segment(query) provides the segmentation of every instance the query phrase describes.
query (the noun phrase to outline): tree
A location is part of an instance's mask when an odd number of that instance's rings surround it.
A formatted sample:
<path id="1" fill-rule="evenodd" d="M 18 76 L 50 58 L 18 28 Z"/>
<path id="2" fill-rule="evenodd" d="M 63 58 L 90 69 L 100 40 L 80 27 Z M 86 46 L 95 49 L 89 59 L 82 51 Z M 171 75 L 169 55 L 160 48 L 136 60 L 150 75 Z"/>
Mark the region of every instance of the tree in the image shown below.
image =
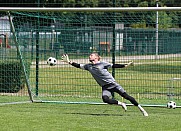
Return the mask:
<path id="1" fill-rule="evenodd" d="M 97 7 L 98 0 L 46 0 L 44 7 Z"/>
<path id="2" fill-rule="evenodd" d="M 43 3 L 44 0 L 8 0 L 4 2 L 0 1 L 0 7 L 37 7 Z"/>

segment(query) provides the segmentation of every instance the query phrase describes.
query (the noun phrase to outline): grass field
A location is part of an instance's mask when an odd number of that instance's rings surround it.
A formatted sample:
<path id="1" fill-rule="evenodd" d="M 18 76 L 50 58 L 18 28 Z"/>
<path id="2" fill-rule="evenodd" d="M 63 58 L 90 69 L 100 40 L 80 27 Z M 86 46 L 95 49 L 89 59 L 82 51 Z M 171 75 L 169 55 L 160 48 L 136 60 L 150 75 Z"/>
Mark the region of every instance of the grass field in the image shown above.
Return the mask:
<path id="1" fill-rule="evenodd" d="M 116 69 L 115 78 L 141 104 L 166 105 L 168 80 L 181 78 L 181 58 L 135 60 L 135 66 Z M 112 70 L 110 70 L 112 71 Z M 31 68 L 30 83 L 36 92 L 36 69 Z M 5 104 L 0 106 L 1 131 L 180 131 L 180 110 L 145 107 L 144 117 L 134 106 L 124 112 L 119 106 L 59 104 L 66 102 L 102 102 L 101 88 L 92 76 L 71 66 L 41 65 L 38 97 L 50 103 Z M 181 81 L 174 82 L 174 101 L 181 105 Z M 24 91 L 24 92 L 23 92 Z M 0 103 L 27 101 L 27 90 L 2 94 Z M 139 94 L 139 98 L 138 95 Z M 122 100 L 120 96 L 115 98 Z M 56 101 L 56 102 L 54 102 Z M 125 101 L 125 100 L 124 100 Z M 53 103 L 54 102 L 54 103 Z M 129 104 L 128 101 L 125 101 Z"/>
<path id="2" fill-rule="evenodd" d="M 0 107 L 1 131 L 180 131 L 180 108 L 28 103 Z"/>

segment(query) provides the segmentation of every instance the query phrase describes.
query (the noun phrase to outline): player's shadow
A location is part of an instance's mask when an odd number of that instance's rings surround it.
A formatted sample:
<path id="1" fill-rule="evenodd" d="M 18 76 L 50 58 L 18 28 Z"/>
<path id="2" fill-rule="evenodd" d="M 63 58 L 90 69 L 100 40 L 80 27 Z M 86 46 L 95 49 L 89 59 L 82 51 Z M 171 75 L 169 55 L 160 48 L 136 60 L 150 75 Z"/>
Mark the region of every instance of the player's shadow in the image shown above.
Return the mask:
<path id="1" fill-rule="evenodd" d="M 90 115 L 90 116 L 123 116 L 122 114 L 108 114 L 108 113 L 65 113 L 65 114 L 74 114 L 74 115 Z"/>

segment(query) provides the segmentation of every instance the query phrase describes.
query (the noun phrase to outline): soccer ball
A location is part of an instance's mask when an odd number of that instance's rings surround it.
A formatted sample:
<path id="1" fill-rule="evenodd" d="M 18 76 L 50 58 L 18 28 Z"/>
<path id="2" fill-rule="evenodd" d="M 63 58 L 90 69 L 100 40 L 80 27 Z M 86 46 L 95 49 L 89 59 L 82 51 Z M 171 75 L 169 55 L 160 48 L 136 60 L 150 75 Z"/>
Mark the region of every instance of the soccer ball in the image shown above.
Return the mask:
<path id="1" fill-rule="evenodd" d="M 49 57 L 47 59 L 47 64 L 50 66 L 55 66 L 57 64 L 57 60 L 54 57 Z"/>
<path id="2" fill-rule="evenodd" d="M 176 108 L 176 103 L 174 101 L 169 101 L 167 103 L 167 108 L 169 109 L 175 109 Z"/>

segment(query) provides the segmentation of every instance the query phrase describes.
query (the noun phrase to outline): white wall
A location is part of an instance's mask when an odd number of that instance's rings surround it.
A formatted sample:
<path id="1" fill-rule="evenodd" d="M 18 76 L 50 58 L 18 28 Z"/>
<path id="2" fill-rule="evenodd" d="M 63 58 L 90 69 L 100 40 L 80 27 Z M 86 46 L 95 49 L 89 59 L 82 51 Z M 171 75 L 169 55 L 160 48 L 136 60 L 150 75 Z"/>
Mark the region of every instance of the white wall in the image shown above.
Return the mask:
<path id="1" fill-rule="evenodd" d="M 0 17 L 0 34 L 10 35 L 10 22 L 8 16 Z M 2 36 L 0 36 L 2 37 Z"/>

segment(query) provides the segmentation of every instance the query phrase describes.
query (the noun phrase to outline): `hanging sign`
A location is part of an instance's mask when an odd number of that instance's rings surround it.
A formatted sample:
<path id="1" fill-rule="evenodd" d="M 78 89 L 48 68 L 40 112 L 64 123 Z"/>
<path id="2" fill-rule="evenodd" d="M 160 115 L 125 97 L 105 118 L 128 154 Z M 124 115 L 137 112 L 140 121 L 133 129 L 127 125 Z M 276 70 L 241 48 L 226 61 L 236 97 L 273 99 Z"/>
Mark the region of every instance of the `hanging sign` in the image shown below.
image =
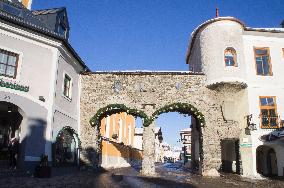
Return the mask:
<path id="1" fill-rule="evenodd" d="M 17 83 L 4 81 L 3 79 L 0 79 L 0 87 L 6 87 L 6 88 L 10 88 L 10 89 L 18 90 L 18 91 L 23 91 L 23 92 L 28 92 L 30 90 L 29 86 L 24 86 L 24 85 L 20 85 L 20 84 L 17 84 Z"/>

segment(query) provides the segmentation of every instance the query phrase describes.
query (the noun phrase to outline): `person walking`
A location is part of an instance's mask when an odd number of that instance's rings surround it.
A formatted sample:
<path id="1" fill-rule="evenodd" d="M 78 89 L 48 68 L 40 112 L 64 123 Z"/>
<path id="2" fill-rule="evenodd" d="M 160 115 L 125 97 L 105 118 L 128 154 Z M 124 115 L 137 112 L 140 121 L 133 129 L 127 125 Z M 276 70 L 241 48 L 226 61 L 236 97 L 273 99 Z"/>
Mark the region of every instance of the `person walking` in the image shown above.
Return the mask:
<path id="1" fill-rule="evenodd" d="M 11 138 L 9 142 L 9 154 L 10 154 L 10 168 L 17 168 L 17 157 L 19 151 L 19 141 L 16 137 Z"/>

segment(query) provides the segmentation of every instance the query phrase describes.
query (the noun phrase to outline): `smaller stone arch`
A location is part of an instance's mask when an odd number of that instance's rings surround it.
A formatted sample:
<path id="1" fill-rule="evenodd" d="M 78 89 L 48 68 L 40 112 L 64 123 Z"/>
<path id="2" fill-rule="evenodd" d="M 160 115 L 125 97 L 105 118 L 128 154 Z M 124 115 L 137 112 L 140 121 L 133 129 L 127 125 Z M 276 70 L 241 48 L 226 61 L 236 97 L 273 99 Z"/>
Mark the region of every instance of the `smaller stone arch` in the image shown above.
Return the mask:
<path id="1" fill-rule="evenodd" d="M 202 127 L 205 126 L 205 116 L 202 114 L 201 111 L 199 111 L 196 107 L 194 107 L 190 103 L 172 103 L 172 104 L 167 104 L 158 110 L 156 110 L 151 117 L 151 121 L 154 121 L 155 119 L 158 118 L 159 115 L 163 113 L 168 113 L 168 112 L 178 112 L 180 114 L 187 114 L 191 115 L 194 117 L 196 120 L 196 125 L 195 128 L 198 134 L 198 150 L 195 150 L 196 153 L 198 153 L 198 158 L 195 158 L 192 160 L 192 169 L 195 173 L 201 174 L 202 169 L 203 169 L 203 136 L 202 136 Z"/>
<path id="2" fill-rule="evenodd" d="M 53 148 L 53 162 L 56 166 L 78 164 L 81 141 L 78 133 L 72 127 L 65 126 L 58 132 Z"/>

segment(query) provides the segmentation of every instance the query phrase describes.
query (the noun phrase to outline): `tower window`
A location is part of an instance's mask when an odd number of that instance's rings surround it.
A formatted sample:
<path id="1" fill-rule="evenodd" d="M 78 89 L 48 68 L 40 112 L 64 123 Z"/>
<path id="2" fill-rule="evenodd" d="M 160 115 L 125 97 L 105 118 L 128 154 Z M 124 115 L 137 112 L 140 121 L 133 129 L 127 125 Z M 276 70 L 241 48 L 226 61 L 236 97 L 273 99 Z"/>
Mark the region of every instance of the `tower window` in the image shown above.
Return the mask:
<path id="1" fill-rule="evenodd" d="M 234 66 L 237 67 L 237 53 L 234 48 L 226 48 L 224 52 L 224 60 L 226 67 Z"/>

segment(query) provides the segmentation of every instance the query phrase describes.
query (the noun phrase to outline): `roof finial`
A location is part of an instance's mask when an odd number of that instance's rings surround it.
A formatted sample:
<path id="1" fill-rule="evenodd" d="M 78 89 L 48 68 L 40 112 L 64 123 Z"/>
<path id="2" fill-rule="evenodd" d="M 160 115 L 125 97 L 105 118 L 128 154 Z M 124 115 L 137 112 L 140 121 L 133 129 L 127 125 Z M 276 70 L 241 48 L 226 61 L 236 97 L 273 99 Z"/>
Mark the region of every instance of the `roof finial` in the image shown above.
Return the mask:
————
→ What you have to do
Repeat the lines exactly as they stand, from the opening line of the data through the line with "Mark the region of every instance of the grass". Pictures stay out of the copy.

→ Answer area
segment(query) provides the segmentation of every instance the query phrase describes.
query (the noun phrase to outline): tree
A location is part of an instance's mask when an odd number of that instance's rings surround it.
A formatted sample:
<path id="1" fill-rule="evenodd" d="M 18 76 L 50 58 L 18 28 Z"/>
<path id="2" fill-rule="evenodd" d="M 63 58 L 90 69 L 100 40 L 80 27 Z M 86 46 L 95 49 L 89 59 L 82 51 Z M 171 75 L 169 55 L 160 48 L 136 60 L 150 75 Z"/>
Mark the region of every instance of the tree in the image shown below.
image =
Return the mask:
<path id="1" fill-rule="evenodd" d="M 97 7 L 98 0 L 46 0 L 44 7 Z"/>
<path id="2" fill-rule="evenodd" d="M 43 3 L 44 0 L 8 0 L 4 2 L 0 1 L 0 7 L 37 7 Z"/>

segment(query) provides the segmentation of every instance the query phrase describes.
query (the noun phrase to outline): grass field
A location is part of an instance's mask when an odd number of that instance's rings surround it.
A formatted sample:
<path id="1" fill-rule="evenodd" d="M 18 76 L 50 58 L 18 28 Z"/>
<path id="2" fill-rule="evenodd" d="M 63 58 L 90 69 L 100 40 L 80 27 Z M 86 46 L 95 49 L 89 59 L 82 51 Z M 171 75 L 169 55 L 160 48 L 136 60 L 150 75 Z"/>
Mark the region of every instance of the grass field in the image shown above.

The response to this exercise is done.